[Dataset rows on where objects appear]
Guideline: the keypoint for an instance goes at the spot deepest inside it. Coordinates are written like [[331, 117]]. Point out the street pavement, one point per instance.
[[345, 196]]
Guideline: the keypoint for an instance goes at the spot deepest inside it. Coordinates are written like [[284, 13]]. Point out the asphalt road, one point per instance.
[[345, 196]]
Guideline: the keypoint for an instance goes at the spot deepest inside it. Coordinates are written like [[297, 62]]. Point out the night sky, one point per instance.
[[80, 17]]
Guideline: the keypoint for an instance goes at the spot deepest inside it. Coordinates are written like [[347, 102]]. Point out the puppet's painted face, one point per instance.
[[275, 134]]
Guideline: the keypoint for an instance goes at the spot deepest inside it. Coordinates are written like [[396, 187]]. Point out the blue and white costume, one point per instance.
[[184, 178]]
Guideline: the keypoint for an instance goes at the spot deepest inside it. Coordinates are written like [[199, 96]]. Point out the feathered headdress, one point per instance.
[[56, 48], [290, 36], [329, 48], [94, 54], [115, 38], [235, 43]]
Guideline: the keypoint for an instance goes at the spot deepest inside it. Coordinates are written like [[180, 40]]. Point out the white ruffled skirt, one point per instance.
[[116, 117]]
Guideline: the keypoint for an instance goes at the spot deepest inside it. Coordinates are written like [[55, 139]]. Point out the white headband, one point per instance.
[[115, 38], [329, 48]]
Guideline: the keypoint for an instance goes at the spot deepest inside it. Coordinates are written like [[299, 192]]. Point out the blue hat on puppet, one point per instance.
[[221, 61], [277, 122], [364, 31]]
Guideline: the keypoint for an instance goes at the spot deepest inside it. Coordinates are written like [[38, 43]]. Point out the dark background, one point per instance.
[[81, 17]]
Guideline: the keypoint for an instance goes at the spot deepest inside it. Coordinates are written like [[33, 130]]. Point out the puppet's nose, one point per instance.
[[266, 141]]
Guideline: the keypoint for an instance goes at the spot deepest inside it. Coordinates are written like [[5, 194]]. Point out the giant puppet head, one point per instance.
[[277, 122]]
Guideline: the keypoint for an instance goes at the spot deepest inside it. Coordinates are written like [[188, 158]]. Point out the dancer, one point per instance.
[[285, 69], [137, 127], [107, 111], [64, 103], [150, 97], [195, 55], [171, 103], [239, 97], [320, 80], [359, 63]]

Task description =>
Retype everything from the line containing "sky, one point per instance." down to the line containing "38], [235, 43]]", including both of those lines, with no changes.

Response =>
Guideline: the keypoint for an instance goes at the spot deepest inside it. Coordinates are written like [[297, 62]]. Point out the night sky, one point per instance.
[[80, 17]]
Guideline: the keypoint for an instance goes at the spot deepest inside it. Coordinates are written like [[347, 102]]. Point out the puppet's painted face, one point per instance.
[[275, 134]]
Guideline: the keypoint for an instance goes at the spot deepest inside it. Coordinates are written like [[396, 187]]. Point out the blue and white costume, one point per instance.
[[184, 178]]
Guideline: the keypoint for an instance goes at the spot deepest inside it. Coordinates are written like [[199, 96]]. Point out the feathered headdress, one point per instance.
[[56, 48], [290, 36], [329, 48], [94, 54], [115, 38], [235, 43]]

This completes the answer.